▶ Enunciado da tarefa: Converta todas as linhas abaixo em uma tabela Markdown com as colunas "Nº", para o número da linha, e "Texto", para a própria linha, sem incluir linhas em branco. Deixe as imagens fora da resposta.

▶ Dados a usar:
══════════
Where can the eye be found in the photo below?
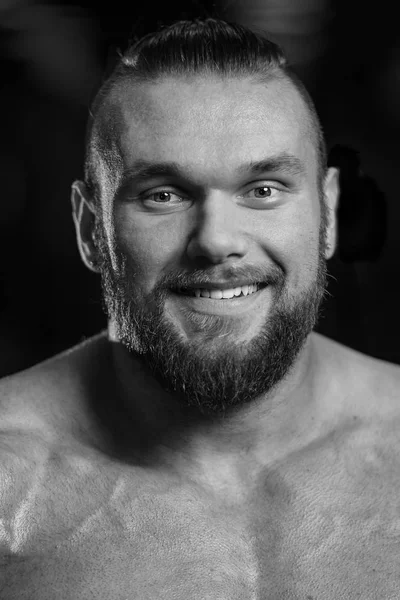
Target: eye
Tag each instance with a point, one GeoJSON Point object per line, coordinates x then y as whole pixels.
{"type": "Point", "coordinates": [162, 197]}
{"type": "Point", "coordinates": [260, 192]}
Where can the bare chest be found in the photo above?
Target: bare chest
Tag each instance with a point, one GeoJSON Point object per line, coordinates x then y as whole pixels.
{"type": "Point", "coordinates": [304, 534]}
══════════
▶ Resposta completa:
| Nº | Texto |
|---|---|
| 1 | Where can the eye be found in the photo below? |
| 2 | Target: eye |
| 3 | Tag each instance with a point, one GeoJSON Point object per line, coordinates x then y as whole pixels. |
| 4 | {"type": "Point", "coordinates": [162, 197]} |
| 5 | {"type": "Point", "coordinates": [260, 192]} |
| 6 | Where can the bare chest be found in the photo above? |
| 7 | Target: bare chest |
| 8 | Tag each instance with a point, one GeoJSON Point object per line, coordinates x then y as whole pixels. |
| 9 | {"type": "Point", "coordinates": [304, 534]} |